[[ Input records open ]]
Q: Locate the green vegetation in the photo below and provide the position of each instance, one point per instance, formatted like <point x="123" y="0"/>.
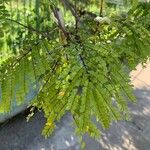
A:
<point x="79" y="53"/>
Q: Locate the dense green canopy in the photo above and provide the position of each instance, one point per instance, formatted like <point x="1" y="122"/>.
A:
<point x="80" y="52"/>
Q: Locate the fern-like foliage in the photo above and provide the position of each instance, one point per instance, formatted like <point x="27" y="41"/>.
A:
<point x="83" y="70"/>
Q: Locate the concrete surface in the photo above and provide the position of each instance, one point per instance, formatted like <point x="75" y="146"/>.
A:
<point x="134" y="135"/>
[[ Input records closed ]]
Assignment >>
Without including any picture, retype the entries exactly.

Task output >>
Q: Locate the green vegetation in the photo below and provide the position of each instance, one point per instance, formatted like <point x="123" y="0"/>.
A:
<point x="79" y="53"/>
Q: Locate the dense green canopy in the photo above and provide the position of each instance, one point per instance, formatted like <point x="1" y="122"/>.
A:
<point x="80" y="52"/>
Q: Locate the fern-like foliage in the photo above and provide the position of each instance, one point per instance, formatted like <point x="27" y="41"/>.
A:
<point x="83" y="70"/>
Q: Locate the concrete surface in the photo above and provide the position of each instance, one point per instance, formatted like <point x="75" y="146"/>.
A:
<point x="134" y="135"/>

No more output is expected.